[Contour annotation records]
* * *
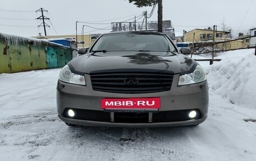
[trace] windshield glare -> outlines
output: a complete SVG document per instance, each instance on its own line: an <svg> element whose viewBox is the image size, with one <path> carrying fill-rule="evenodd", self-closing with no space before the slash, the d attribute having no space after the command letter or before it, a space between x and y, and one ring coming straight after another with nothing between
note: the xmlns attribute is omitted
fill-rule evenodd
<svg viewBox="0 0 256 161"><path fill-rule="evenodd" d="M92 51L100 50L175 52L176 49L163 35L122 33L101 36Z"/></svg>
* * *
*WHAT YOU SHOULD DO:*
Reproduce the items word for word, from their start through the line containing "fill-rule evenodd", including that line. Leave the pictures out.

*TASK RESPONSE:*
[trace] windshield glare -> outlines
output: a complete SVG document per instance, each instance on its own line: an <svg> element whose viewBox is the image size, with one <path> carrying fill-rule="evenodd", self-closing with no space before the slash, the d attribute having no space after the command letter or before it, a space between x and y, and one ring coming straight after another with nothing between
note: the xmlns attribute is omitted
fill-rule evenodd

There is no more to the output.